**YOUR INSTRUCTIONS**
From the items below, copy each line that contains the word "pavilion". Case counts.

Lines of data
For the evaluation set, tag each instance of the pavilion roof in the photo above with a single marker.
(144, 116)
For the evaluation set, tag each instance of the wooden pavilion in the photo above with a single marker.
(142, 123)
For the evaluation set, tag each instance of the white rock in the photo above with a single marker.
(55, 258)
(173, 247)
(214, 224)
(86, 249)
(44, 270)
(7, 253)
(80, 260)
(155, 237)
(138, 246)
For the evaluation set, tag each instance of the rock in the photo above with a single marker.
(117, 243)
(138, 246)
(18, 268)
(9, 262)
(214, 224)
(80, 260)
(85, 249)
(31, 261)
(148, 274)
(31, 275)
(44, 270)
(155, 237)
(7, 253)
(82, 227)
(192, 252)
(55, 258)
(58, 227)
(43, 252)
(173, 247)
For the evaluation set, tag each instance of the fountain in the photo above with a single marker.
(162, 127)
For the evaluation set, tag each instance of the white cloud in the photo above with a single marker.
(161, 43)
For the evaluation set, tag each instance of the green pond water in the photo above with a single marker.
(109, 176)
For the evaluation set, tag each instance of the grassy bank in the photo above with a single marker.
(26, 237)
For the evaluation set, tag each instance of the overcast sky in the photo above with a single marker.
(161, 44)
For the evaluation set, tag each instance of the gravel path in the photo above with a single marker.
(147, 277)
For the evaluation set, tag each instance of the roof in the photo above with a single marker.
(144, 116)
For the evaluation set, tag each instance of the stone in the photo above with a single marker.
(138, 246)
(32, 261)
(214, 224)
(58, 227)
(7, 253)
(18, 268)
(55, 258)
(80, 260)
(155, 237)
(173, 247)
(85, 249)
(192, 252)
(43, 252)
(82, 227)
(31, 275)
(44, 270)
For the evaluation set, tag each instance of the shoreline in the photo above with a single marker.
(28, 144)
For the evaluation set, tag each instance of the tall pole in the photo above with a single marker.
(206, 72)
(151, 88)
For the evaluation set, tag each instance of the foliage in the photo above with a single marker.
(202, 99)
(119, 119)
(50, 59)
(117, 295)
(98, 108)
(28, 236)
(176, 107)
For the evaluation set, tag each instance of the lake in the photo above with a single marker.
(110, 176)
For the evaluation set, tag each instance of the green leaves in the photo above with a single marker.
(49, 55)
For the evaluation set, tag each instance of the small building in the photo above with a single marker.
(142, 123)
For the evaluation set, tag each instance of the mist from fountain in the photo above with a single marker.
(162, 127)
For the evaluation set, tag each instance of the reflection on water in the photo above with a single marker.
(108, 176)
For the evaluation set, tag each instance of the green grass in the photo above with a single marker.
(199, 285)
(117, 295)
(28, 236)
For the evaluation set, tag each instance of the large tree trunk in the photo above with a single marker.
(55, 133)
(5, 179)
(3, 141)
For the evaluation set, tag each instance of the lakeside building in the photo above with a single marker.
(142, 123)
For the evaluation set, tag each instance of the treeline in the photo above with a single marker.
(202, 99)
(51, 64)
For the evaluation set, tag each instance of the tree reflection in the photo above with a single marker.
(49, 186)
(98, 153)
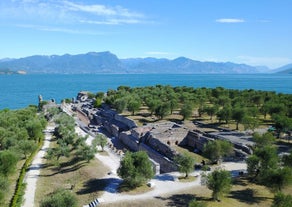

**COMPLETED EXERCISE**
For the evaluation set, tag each instance of the pavilion roof in the photo above with a single marker.
For the evaluation set, tag each instance of the wooden pavilion in the photo above with a single marker.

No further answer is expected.